>> start Document

With 4 point correspondences, we get 8 equations, which is sufficient to solve for the 8 degrees of freedom in the homography matrix. However, to improve robustness, we typically use more than 4 points and solve the overdetermined system using the least squares method.
This is just a call to np.linalg.lstsq
.
Results
We illustrate the effect of a perspective transform on a grid. The right image was create with the help of Photoshop's perspective warp tool. Applying the homography to the grid indeed gives us the same perspective transformed grid.
Original Grid
Perspective Transformed Grid
Grid with Point Correspondences
Transformed Grid with Point Correspondences
Warped Image Result
Image Warping
Implementation
Once the homography is computed, we want to warp one image to align with another in the same image plane. The warp_image
function in warp_img.py
implements inverse warping for this purpose. It computes the inverse of the homography matrix and, for each pixel in the output image, calculates the corresponding location in the input image. To ensure all warped content is captured in the output image, we implement a helper method compute_warped_image_bb
which calculates the bounding box and displacement of the warped image by transforming the corners of the original image.
Results
Left Cal Image with Points
Right Cal Image with Points
Warped Cal
Image Rectification
Implementation
Image rectification serves as a benchmark for the success of our homography calculations and image warping implementations. Our rectify_image
function in rectify.py
demonstrates this process by taking an input image, a set of points defining a rectangular object in the image, and the desired dimensions of the rectified object. It computes a homography between these points and a predefined rectangular grid, then applies this homography to warp the entire image. This process effectively simulates rotating the camera to point directly at the planar surface, removing perspective distortion. Successful rectification results in an image where the selected object appears as a rectangle, verifying that our homography and warping functions work.
Results
My Pikmin 2 Poster
Rectified Pikmin 2 Poster
An Insane Captcha
Rectified Insane Captcha
Blending and Mosaic Creation
Implementation
The ultimate goal of this project is to create panoramic images. With our successful implementation of image warping, the final step is to blend our warped images. The blend_images
function in mosaic.py
implements a simple blending technique. It creates a panorama canvas large enough to accommodate both images, places the second (unwarped) image onto the canvas, and then computes an average of the two images in the overlapping region.
The main function in mosaic.py
outlines the overall mosaic creation process: first, it computes the homography between two images, then warps the first image to align with the second, and finally blends the warped image with the second image. While this approach produces a basic mosaic, it can result in some seams or ghosting artifacts when there are significant differences between images, like in lighting/exposure.
Results
Left Cal Panorama Image
Right Cal Panorama Image
Left Cal Mask
Right Cal Mask
Cal Mosaic
The Bay
My desk right now
Introduction
In the previous part of the project, we successfully automated the process of creating panoramic photos, given a set of images from the same center of projection with explicit specification of feature points in images and their correspondences between images. Our goal now is to create panoramic images without the need to explicitly specify points and their correspondences between images. In other words, we want to develop a system for automating the detection, matching, and transformation of key image features in images. Our procedure will look like this
- Detecting features in images.
- Extracting descriptors for detected features.
- Matching descriptors between images.
- Computing homographies with RANSAC.
- Mosaicing images into a panorama.
The result is to fully automatically generate panorama photos given only the images to mosaic as input.

>> end Document

Task objective: Resume the panorama project write-up right after its last sentence. You won't need any of the data.

>> start Entries provided

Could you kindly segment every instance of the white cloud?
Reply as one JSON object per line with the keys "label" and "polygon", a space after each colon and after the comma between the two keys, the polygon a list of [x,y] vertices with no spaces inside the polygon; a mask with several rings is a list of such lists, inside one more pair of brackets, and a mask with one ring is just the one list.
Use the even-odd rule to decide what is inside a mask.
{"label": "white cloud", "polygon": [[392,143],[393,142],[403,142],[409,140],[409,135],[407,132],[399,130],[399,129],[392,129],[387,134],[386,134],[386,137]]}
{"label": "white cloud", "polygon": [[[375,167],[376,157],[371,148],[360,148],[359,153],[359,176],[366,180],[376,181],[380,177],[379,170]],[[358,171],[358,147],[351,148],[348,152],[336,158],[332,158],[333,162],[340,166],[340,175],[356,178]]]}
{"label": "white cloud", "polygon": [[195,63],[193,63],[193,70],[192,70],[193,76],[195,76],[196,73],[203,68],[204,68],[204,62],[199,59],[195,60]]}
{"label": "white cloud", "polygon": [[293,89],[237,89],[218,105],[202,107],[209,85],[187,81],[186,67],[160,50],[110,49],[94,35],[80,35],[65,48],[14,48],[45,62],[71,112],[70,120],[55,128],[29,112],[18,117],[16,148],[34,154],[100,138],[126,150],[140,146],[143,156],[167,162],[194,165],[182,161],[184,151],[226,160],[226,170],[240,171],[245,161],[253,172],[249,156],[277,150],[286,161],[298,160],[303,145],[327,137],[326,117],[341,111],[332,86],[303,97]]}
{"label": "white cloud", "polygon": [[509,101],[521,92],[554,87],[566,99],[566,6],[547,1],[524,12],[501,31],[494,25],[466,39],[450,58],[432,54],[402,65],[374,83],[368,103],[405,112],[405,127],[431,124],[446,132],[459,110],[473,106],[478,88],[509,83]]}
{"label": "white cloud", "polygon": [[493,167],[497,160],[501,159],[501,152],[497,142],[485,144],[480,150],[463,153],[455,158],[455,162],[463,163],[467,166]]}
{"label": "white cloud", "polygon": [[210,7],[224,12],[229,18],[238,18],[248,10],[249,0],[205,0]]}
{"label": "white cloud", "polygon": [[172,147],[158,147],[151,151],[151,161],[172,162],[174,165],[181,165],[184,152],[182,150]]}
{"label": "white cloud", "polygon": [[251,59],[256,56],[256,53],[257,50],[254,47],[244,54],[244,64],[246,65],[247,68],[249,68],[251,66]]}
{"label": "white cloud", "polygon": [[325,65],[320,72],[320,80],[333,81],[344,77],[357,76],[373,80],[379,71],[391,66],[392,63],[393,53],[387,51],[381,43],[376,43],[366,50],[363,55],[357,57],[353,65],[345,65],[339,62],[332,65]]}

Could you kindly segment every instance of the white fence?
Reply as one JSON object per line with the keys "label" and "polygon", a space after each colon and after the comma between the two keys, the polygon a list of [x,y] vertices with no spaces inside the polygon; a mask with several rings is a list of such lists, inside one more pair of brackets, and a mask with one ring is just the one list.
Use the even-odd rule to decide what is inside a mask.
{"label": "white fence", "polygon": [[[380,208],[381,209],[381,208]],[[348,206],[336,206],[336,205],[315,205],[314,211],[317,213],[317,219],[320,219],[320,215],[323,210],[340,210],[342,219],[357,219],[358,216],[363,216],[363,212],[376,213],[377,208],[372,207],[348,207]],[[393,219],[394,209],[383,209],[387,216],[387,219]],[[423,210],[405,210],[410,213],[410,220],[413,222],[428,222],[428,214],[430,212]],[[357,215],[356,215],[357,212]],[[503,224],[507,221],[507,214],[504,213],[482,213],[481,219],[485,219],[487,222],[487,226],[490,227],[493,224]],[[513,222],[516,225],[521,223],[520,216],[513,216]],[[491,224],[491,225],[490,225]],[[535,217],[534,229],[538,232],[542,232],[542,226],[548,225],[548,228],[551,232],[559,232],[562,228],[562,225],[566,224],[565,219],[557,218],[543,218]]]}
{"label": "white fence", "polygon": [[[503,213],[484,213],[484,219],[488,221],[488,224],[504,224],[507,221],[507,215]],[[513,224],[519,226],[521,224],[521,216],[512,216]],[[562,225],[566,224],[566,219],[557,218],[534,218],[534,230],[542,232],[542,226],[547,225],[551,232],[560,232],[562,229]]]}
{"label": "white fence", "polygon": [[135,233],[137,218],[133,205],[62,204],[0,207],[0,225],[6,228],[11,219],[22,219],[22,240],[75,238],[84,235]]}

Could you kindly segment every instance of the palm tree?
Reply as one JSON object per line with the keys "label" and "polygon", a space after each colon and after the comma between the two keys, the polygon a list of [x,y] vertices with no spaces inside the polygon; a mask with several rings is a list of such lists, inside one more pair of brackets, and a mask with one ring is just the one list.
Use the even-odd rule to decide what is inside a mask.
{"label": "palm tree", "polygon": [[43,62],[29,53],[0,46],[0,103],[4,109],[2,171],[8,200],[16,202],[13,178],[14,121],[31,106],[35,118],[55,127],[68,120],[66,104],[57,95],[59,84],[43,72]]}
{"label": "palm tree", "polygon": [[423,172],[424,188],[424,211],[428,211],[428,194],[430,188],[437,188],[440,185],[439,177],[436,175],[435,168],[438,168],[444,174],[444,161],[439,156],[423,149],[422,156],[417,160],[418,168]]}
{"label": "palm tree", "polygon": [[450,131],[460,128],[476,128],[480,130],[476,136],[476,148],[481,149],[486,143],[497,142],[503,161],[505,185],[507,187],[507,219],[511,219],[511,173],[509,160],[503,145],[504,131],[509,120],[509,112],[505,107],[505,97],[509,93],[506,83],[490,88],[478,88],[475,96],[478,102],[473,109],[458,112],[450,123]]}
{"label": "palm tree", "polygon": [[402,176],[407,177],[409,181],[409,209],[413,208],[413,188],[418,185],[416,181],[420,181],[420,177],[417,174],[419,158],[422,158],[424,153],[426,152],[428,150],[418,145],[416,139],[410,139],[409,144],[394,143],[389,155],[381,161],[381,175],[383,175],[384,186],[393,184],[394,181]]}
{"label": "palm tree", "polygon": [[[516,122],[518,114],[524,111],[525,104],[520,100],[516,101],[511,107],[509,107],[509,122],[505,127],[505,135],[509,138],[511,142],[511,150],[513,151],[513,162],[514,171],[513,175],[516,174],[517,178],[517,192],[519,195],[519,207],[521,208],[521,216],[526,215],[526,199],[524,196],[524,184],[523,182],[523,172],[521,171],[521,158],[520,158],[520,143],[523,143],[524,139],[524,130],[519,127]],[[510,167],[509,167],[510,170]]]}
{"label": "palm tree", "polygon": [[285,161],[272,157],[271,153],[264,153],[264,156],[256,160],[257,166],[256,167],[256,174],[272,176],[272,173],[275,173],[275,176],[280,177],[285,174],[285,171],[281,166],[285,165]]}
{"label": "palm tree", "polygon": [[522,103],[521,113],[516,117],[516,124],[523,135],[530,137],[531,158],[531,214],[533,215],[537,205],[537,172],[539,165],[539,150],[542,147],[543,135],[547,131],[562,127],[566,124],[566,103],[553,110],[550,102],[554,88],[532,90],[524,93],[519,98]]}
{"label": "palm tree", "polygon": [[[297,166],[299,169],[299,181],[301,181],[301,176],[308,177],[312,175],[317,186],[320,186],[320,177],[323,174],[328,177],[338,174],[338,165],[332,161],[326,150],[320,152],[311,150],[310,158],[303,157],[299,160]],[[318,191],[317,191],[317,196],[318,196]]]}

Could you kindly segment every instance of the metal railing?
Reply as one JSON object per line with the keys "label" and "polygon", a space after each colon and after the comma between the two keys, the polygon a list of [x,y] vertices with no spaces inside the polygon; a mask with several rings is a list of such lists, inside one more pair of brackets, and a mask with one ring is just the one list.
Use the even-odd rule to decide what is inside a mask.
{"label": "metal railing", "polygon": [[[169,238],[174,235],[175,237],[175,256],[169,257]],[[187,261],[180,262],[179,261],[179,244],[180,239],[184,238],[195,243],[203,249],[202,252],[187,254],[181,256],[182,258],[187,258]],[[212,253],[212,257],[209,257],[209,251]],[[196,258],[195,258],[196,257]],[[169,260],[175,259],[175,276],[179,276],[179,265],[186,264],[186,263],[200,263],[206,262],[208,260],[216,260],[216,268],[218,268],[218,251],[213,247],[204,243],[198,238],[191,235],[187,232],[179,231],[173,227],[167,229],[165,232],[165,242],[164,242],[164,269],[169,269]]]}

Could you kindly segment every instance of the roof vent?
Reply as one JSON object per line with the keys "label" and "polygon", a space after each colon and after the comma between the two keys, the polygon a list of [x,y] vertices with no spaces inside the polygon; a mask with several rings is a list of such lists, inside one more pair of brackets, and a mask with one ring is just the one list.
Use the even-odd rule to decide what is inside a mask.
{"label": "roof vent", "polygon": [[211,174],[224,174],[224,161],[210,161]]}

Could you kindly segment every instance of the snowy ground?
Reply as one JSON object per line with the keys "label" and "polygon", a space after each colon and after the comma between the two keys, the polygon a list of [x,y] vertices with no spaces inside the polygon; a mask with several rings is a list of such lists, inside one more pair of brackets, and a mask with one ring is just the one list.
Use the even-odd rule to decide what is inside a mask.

>> end Entries provided

Output for this exercise:
Feature Detection
Implementation
Our goal in automatic image mosaicing is to automate the process of manually selecting correspondences between sets of images. To begin, we need to find feature points in an image that will have correspondences in other images we plan to mosaic together. Harris corner detection is a simple and effective way of identifying many high-interest regions or “corners” in each image that are likely to have corresponding points in other images.
The Harris Corner Detector is well-suited for detecting corner features that remain consistent across images. Due to its robustness, it was chosen to automate the task of identifying points that would otherwise need to be manually selected as correspondences for image stitching. We used an existing implementation of Harris corner detection, which returns all detected corner points, giving us thousands of feature points on each image. The next step is to determine which features in one image have corresponding features in another.
Results
Harris Corner Detection
Feaure Description Extraction
Implementation
Now that we have a good set of candidate points throughout our images, we need a way to identify which features in one image correspond to features in another. We achieve this by performing feature descriptor extraction. For each detected feature, a feature descriptor is extracted from a 40x40 pixel patch centered on the feature. To make patches robust to noise and minor lighting changes, bias/gain normalization and Gaussian blur were applied, and patches were resized to an 8x8 array, reducing computational complexity without sacrificing uniqueness.
Results
Here are some 8x8 image patches extracted after extraction from Harris Corner Detection, lowpassed, normalized, and downscaled.
Feature Matching
Implementation
With two images and their sets of image feature patches, we aim to determine which features in one image have matching features in another. This is achieved using a K-D Tree with the 2-Nearest Neighbors (2-NN) approach. Lowe’s ratio test was applied to ensure that matches are reliable by comparing the two nearest neighbors of each point and retaining only those with clear closest matches.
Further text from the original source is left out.